─── MATERIAL TO PROCESS ───

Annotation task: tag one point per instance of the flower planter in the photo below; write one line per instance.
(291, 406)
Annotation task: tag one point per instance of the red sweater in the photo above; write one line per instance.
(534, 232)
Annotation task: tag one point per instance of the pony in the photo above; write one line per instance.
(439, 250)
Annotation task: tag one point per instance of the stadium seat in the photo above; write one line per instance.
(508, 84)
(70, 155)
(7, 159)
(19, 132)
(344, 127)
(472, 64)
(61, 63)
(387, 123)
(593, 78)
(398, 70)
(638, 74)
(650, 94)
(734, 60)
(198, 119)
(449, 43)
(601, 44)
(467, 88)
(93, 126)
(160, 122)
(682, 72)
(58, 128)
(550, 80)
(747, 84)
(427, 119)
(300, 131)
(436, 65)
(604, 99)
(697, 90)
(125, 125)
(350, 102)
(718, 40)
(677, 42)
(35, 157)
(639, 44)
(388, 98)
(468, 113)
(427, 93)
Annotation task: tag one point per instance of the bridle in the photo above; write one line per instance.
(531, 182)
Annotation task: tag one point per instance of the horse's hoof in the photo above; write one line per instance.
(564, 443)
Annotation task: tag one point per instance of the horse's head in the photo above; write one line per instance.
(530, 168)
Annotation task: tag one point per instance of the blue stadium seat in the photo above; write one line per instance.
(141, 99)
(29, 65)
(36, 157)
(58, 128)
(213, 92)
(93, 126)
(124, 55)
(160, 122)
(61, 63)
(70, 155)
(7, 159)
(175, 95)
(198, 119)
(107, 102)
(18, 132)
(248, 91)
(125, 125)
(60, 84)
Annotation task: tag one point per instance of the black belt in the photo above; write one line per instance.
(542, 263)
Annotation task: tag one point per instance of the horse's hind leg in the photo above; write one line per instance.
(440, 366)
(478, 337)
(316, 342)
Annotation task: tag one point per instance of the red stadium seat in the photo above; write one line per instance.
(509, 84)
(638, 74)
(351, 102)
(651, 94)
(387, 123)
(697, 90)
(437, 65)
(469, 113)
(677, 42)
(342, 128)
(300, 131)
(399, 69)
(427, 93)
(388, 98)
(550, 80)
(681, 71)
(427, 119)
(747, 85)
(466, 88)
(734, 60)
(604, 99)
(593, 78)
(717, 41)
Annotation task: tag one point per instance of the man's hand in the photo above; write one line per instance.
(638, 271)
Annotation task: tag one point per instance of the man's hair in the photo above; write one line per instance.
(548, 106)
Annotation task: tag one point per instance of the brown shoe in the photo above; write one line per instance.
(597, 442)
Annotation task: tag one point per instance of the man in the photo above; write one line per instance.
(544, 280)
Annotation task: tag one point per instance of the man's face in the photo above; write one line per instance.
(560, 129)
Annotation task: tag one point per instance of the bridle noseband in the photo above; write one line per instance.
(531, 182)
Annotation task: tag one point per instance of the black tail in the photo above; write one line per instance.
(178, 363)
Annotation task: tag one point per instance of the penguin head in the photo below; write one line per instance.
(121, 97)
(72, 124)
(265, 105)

───
─── MATERIAL TO PROCESS ───

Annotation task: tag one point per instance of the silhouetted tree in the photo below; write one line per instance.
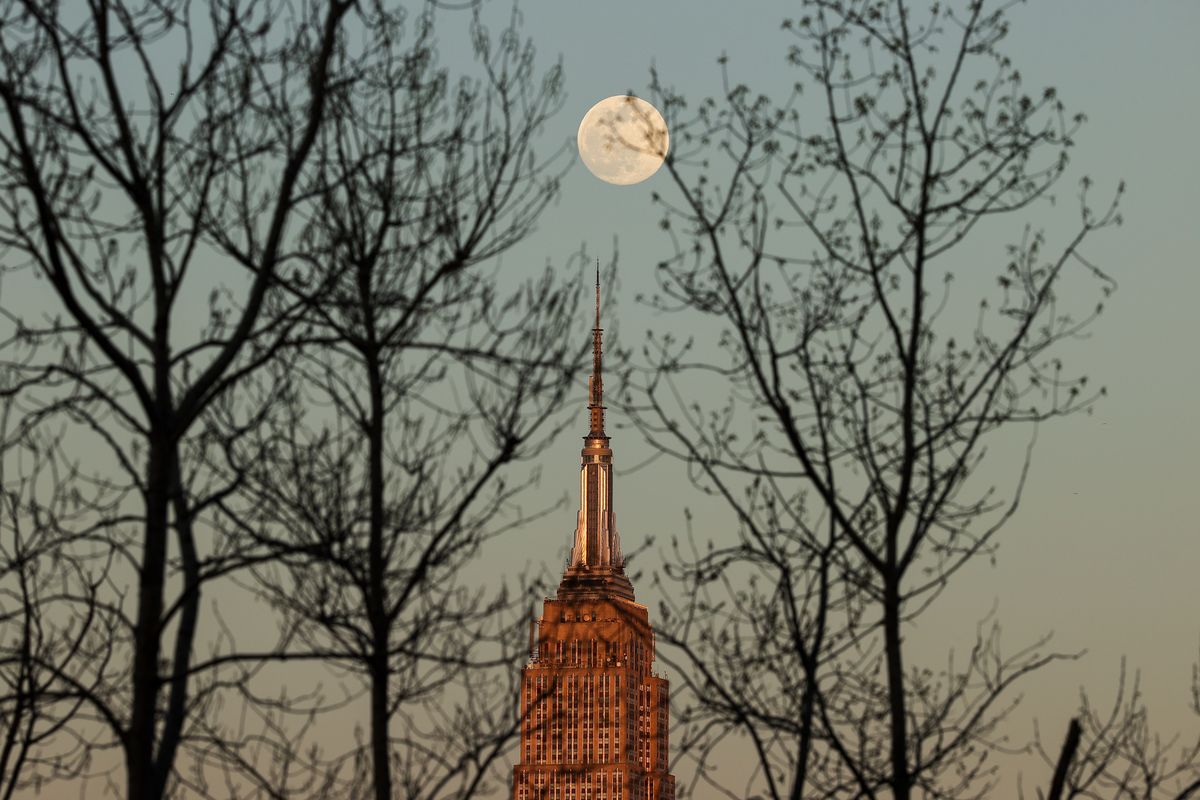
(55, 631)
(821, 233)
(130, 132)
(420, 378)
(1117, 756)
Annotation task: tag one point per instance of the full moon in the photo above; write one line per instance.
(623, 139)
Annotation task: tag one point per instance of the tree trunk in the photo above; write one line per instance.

───
─── MATERIAL TO PROCESS ───

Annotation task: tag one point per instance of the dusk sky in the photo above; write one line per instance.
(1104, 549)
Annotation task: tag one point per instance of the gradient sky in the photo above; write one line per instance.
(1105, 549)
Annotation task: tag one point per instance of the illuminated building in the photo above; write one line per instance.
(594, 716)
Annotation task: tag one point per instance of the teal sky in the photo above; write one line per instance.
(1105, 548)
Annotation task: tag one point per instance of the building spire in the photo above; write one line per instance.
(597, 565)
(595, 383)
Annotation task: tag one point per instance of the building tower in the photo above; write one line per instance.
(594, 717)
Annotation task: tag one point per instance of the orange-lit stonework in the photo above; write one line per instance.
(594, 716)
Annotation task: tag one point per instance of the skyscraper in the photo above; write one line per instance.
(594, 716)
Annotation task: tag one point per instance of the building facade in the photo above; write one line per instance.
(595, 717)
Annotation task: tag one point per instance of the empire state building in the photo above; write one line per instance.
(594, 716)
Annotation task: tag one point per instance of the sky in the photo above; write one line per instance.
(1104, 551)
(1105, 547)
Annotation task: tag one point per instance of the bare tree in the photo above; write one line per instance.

───

WHAT THE TASK REQUIRES =>
Please reproduce exactly the lines in the listing above from the one containing "Annotation task: tag one point per instance of the sky in" through the one containing "Annotation task: tag one point per instance of the bare", both included, and nothing more.

SOLUTION FOR THIS EXERCISE =>
Annotation task: tag one point per instance of the sky in the photo above; write one line per instance.
(1104, 551)
(1105, 547)
Annotation task: tag one point per instance of the bare tree in the photo above; write one line per instance.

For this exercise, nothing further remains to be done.